ListGoogleDrive

ListGoogleDrive 2.5.0

Bundle: org.apache.nifi | nifi-gcp-nar
Description: Performs a listing of concrete files (shortcuts are ignored) in a Google Drive folder. If the 'Record Writer' property is set, a single Output FlowFile is created, and each file in the listing is written as a single record to the output file. Otherwise, for each file in the listing, an individual FlowFile is created, the metadata being written as FlowFile attributes. This Processor is designed to run on Primary Node only in a cluster. If the primary node changes, the new Primary Node will pick up where the previous node left off without duplicating all of the data. Please see Additional Details to set up access to Google Drive.
Tags: drive, google, storage
Input Requirement: FORBIDDEN
Supports Sensitive Dynamic Properties: false

Additional Details for ListGoogleDrive 2.5.0
ListGoogleDrive

Accessing Google Drive from NiFi

This processor uses Google Cloud credentials for authentication to access Google Drive. The following steps are required to prepare the Google Cloud and Google Drive accounts for the processors:
1. Enable Google Drive API in Google Cloud
  - Follow instructions at https://developers.google.com/workspace/guides/enable-apis and search for ‘Google Drive API’.
2. Grant access to Google Drive folder
  - In Google Cloud Console navigate to IAM & Admin -> Service Accounts.
  - Take a note of the email of the service account you are going to use.
  - Navigate to the folder to be listed in Google Drive.
  - Right-click on the Folder -> Share.
  - Enter the service account email.
3. Find Folder ID
  - Navigate to the folder to be listed in Google Drive and enter it. The URL in your browser will include the ID at the end of the URL. For example, if the URL were https://drive.google.com/drive/folders/1trTraPVCnX5_TNwO8d9P_bz278xWOmGm, the Folder ID would be 1trTraPVCnX5_TNwO8d9P_bz278xWOmGm
4. Set Folder ID in ‘Folder ID’ property

Properties

Connect Timeout
Maximum wait time for connection to Google Drive service.

Display Name

Connect Timeout

Description

Maximum wait time for connection to Google Drive service.

■ Source material ■
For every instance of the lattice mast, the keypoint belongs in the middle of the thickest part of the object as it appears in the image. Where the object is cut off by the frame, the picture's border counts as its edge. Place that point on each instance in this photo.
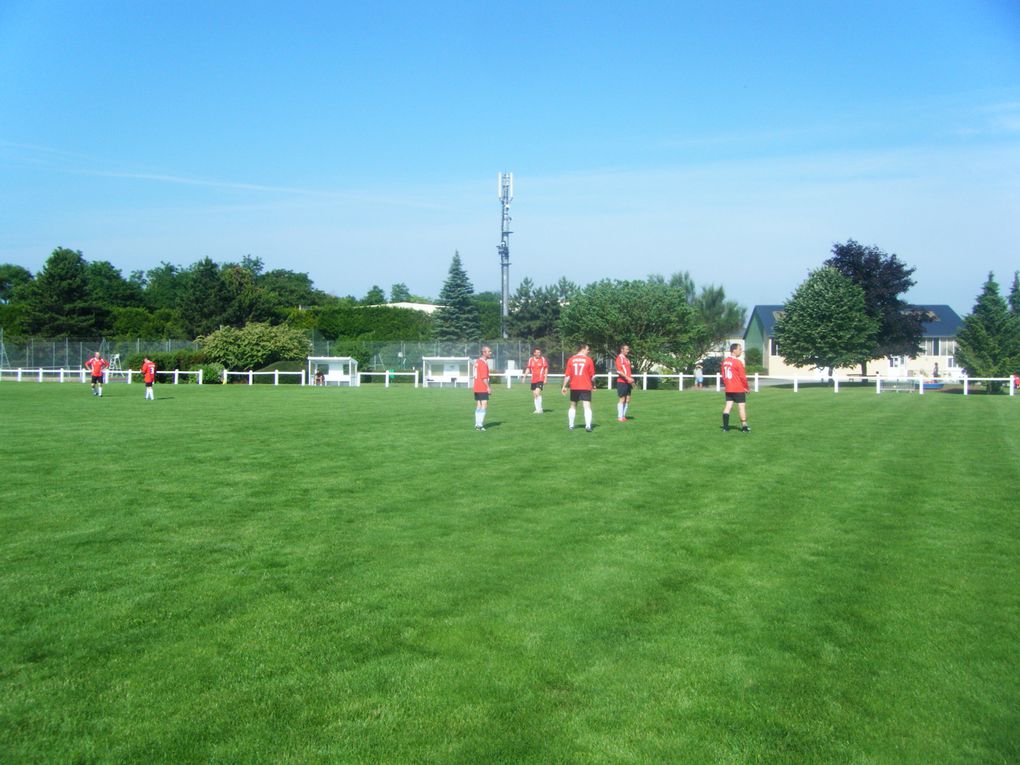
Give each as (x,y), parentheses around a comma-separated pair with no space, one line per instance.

■ Exercise objective ■
Per the ListGoogleDrive page, what does the new Primary Node do if the primary node changes?

■ Solved exercise ■
It picks up where the previous node left off without duplicating all of the data.